▸ Information shown:
■ ■ ■

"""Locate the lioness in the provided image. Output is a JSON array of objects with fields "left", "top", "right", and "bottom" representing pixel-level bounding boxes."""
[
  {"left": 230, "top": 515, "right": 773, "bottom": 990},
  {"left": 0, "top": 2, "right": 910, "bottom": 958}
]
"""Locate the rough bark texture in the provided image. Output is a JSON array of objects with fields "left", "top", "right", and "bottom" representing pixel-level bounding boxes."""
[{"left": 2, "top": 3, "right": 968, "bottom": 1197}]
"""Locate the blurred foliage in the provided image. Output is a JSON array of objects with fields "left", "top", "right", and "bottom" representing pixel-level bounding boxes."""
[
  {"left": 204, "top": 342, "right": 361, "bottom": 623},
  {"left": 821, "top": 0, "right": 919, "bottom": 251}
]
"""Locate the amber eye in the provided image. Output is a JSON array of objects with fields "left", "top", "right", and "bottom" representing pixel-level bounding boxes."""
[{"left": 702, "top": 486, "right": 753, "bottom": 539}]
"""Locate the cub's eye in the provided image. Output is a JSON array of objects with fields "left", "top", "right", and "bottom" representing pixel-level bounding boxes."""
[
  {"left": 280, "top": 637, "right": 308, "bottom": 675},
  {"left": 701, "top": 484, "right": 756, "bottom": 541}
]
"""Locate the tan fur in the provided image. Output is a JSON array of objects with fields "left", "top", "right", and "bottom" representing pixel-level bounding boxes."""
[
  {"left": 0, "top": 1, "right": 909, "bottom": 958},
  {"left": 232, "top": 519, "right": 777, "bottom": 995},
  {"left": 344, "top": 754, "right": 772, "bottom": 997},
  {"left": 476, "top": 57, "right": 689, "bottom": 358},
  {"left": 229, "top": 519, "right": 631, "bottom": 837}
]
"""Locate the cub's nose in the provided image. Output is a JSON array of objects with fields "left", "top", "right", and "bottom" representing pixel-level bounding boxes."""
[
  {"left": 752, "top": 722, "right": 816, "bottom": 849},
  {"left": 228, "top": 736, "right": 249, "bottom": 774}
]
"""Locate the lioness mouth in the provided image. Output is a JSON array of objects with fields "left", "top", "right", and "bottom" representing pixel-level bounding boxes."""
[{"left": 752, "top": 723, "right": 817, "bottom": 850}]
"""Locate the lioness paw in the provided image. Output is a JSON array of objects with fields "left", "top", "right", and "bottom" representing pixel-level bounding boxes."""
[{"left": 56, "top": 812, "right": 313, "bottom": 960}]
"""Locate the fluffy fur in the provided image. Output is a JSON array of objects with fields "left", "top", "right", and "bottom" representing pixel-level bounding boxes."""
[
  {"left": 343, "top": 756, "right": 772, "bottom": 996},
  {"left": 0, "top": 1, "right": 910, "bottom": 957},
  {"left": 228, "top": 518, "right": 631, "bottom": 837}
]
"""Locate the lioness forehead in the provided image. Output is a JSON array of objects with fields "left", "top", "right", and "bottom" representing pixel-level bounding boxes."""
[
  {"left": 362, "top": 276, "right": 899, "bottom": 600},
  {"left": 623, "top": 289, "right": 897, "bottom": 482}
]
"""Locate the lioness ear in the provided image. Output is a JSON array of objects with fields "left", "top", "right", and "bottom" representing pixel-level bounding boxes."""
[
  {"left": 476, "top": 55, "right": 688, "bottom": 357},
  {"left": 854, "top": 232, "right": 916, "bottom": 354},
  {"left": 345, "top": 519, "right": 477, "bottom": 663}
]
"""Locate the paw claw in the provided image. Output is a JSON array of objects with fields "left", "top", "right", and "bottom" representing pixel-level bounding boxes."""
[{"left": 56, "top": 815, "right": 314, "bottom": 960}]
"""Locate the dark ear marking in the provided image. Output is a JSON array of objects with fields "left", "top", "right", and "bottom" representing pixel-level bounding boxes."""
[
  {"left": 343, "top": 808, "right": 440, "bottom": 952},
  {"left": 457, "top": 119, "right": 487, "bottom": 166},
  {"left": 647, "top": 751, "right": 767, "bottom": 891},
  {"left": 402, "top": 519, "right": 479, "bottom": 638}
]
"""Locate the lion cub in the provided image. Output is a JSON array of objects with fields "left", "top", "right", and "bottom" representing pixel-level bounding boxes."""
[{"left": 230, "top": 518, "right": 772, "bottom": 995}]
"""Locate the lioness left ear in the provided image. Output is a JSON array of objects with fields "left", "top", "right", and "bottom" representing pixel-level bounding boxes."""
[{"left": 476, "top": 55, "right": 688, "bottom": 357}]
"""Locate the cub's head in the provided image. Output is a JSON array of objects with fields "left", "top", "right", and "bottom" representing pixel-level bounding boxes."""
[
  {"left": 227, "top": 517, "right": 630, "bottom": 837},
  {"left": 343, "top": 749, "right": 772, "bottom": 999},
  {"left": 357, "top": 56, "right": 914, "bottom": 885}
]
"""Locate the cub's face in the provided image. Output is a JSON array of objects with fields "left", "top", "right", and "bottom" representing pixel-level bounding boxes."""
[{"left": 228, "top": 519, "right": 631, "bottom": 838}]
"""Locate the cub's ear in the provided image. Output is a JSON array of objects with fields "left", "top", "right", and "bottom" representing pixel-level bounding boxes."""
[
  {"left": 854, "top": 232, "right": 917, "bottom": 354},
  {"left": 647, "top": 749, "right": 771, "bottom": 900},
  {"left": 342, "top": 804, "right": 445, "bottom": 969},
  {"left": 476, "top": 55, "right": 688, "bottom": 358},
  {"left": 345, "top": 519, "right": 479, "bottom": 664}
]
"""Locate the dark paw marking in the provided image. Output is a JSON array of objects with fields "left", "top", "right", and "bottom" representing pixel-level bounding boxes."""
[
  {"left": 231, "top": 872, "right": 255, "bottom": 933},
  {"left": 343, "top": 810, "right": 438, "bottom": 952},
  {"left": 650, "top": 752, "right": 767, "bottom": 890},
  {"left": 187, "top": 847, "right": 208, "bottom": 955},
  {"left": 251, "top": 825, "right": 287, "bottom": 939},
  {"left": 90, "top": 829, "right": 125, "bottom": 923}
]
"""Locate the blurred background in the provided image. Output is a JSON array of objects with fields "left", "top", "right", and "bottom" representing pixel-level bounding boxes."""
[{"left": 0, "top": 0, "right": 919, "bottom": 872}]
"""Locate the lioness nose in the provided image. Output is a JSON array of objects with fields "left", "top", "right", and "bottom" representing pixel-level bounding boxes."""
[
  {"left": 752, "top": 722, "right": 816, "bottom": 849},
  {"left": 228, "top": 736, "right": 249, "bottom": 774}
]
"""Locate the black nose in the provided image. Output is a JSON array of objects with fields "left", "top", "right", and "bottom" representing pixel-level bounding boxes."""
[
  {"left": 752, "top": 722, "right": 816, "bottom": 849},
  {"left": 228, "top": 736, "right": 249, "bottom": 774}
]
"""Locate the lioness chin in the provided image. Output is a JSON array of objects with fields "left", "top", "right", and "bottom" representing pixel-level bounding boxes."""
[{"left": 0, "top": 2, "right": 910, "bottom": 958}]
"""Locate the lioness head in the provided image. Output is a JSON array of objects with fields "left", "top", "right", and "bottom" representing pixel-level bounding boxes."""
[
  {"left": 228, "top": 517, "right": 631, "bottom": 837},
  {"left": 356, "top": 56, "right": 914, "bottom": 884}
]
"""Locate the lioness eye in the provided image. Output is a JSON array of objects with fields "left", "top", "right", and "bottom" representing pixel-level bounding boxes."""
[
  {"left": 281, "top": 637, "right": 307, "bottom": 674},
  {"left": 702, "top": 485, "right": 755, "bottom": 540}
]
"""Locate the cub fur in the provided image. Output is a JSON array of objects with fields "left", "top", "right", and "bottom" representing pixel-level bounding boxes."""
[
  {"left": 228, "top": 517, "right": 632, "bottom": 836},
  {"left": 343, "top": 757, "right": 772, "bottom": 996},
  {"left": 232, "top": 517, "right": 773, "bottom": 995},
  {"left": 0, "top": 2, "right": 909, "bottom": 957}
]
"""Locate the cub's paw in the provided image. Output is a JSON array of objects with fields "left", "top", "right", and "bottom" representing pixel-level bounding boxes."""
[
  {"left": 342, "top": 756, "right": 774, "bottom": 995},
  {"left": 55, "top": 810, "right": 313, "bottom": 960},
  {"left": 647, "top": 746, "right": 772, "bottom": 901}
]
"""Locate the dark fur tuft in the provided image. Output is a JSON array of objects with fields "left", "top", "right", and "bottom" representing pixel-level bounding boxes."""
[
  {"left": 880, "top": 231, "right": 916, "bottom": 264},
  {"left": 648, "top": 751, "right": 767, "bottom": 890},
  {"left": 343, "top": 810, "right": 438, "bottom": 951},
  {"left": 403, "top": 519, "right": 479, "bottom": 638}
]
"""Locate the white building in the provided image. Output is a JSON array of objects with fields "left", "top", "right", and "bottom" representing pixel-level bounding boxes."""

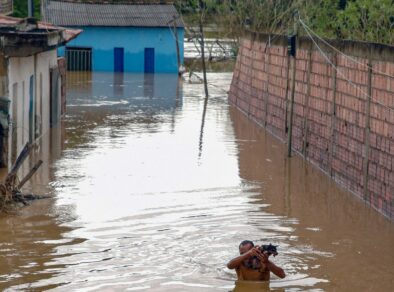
[{"left": 0, "top": 16, "right": 80, "bottom": 167}]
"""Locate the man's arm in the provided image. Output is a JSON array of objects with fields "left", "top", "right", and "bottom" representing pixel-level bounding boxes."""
[
  {"left": 226, "top": 253, "right": 249, "bottom": 269},
  {"left": 266, "top": 260, "right": 286, "bottom": 279},
  {"left": 227, "top": 248, "right": 257, "bottom": 269},
  {"left": 257, "top": 251, "right": 286, "bottom": 279}
]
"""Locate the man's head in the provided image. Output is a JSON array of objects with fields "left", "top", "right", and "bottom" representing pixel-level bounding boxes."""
[{"left": 239, "top": 240, "right": 254, "bottom": 255}]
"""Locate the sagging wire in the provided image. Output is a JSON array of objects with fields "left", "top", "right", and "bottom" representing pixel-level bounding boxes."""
[
  {"left": 299, "top": 15, "right": 394, "bottom": 112},
  {"left": 299, "top": 18, "right": 394, "bottom": 79}
]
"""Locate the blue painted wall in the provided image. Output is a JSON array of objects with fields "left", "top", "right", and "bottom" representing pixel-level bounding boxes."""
[{"left": 59, "top": 26, "right": 184, "bottom": 73}]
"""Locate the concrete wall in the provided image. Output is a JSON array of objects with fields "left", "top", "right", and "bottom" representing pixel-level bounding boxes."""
[
  {"left": 8, "top": 49, "right": 59, "bottom": 165},
  {"left": 229, "top": 32, "right": 394, "bottom": 220},
  {"left": 58, "top": 26, "right": 184, "bottom": 73}
]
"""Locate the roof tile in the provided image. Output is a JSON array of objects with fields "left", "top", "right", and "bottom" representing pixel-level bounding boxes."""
[{"left": 45, "top": 1, "right": 184, "bottom": 28}]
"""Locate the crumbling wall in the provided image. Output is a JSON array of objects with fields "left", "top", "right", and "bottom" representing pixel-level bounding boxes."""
[{"left": 229, "top": 32, "right": 394, "bottom": 220}]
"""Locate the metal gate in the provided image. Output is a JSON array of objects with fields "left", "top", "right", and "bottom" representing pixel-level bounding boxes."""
[{"left": 66, "top": 47, "right": 92, "bottom": 71}]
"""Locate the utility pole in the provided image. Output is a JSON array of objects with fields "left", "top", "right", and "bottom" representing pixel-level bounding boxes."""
[
  {"left": 28, "top": 0, "right": 34, "bottom": 18},
  {"left": 287, "top": 13, "right": 298, "bottom": 157},
  {"left": 199, "top": 0, "right": 209, "bottom": 98},
  {"left": 171, "top": 16, "right": 182, "bottom": 75}
]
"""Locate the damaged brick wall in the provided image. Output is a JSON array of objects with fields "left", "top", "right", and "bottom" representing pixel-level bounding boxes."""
[{"left": 229, "top": 32, "right": 394, "bottom": 220}]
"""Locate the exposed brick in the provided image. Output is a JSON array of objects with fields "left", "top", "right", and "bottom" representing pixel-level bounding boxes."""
[{"left": 229, "top": 34, "right": 394, "bottom": 219}]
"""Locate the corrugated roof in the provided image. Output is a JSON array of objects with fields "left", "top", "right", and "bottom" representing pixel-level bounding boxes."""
[
  {"left": 0, "top": 15, "right": 82, "bottom": 57},
  {"left": 0, "top": 15, "right": 82, "bottom": 43},
  {"left": 44, "top": 1, "right": 184, "bottom": 28}
]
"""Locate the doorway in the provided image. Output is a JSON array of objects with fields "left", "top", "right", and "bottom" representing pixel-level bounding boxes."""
[
  {"left": 144, "top": 48, "right": 155, "bottom": 73},
  {"left": 114, "top": 47, "right": 124, "bottom": 72}
]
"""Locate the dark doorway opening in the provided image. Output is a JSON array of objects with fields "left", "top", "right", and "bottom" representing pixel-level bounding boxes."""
[
  {"left": 114, "top": 47, "right": 124, "bottom": 72},
  {"left": 144, "top": 48, "right": 155, "bottom": 73}
]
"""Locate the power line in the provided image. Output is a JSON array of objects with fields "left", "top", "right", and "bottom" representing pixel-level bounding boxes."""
[{"left": 299, "top": 16, "right": 394, "bottom": 112}]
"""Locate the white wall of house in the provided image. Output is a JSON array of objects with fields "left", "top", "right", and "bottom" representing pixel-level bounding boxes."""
[{"left": 7, "top": 49, "right": 59, "bottom": 164}]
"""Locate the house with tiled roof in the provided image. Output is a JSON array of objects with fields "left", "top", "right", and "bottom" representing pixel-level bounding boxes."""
[{"left": 43, "top": 1, "right": 184, "bottom": 73}]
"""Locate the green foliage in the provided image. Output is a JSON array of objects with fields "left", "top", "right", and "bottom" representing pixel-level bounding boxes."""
[
  {"left": 338, "top": 0, "right": 347, "bottom": 10},
  {"left": 11, "top": 0, "right": 394, "bottom": 45},
  {"left": 174, "top": 0, "right": 200, "bottom": 13},
  {"left": 304, "top": 0, "right": 394, "bottom": 44},
  {"left": 176, "top": 0, "right": 394, "bottom": 45},
  {"left": 13, "top": 0, "right": 41, "bottom": 19}
]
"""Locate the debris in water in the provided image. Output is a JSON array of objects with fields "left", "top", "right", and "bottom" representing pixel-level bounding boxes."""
[
  {"left": 0, "top": 143, "right": 48, "bottom": 213},
  {"left": 186, "top": 72, "right": 204, "bottom": 84}
]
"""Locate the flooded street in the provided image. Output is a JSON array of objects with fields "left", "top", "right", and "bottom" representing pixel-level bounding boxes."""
[{"left": 0, "top": 71, "right": 393, "bottom": 291}]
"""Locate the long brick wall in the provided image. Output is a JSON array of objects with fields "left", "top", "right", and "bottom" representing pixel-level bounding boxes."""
[{"left": 229, "top": 32, "right": 394, "bottom": 220}]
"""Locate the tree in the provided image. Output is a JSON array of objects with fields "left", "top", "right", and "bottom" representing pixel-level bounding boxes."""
[
  {"left": 303, "top": 0, "right": 394, "bottom": 44},
  {"left": 13, "top": 0, "right": 41, "bottom": 18},
  {"left": 176, "top": 0, "right": 394, "bottom": 45}
]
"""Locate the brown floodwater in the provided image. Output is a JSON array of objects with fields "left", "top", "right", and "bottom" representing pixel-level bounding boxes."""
[{"left": 0, "top": 71, "right": 393, "bottom": 291}]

■ ■ ■

▸ What is being asked:
Write out again, exactly, the lines from the one holding "the long brick" through the end of the listing, with both ends included.

▸ Response to the exercise:
"""Locate the long brick wall in the provided image. Output is a JSON array of objects with fields "left", "top", "right", and "bottom" representing pixel-level bounding boxes."""
[{"left": 229, "top": 32, "right": 394, "bottom": 220}]
"""Locate the tree in the provided image. Output is a JSON array of objects with fields "left", "top", "right", and "bottom" representing pixel-level bounding boxes."""
[
  {"left": 303, "top": 0, "right": 394, "bottom": 44},
  {"left": 13, "top": 0, "right": 41, "bottom": 18},
  {"left": 176, "top": 0, "right": 394, "bottom": 45}
]
"""Locate the brown floodwater in the provided image. Output is a JSON array of objects with fields "left", "top", "right", and "bottom" representing pixel-level bounding boxes."""
[{"left": 0, "top": 71, "right": 393, "bottom": 291}]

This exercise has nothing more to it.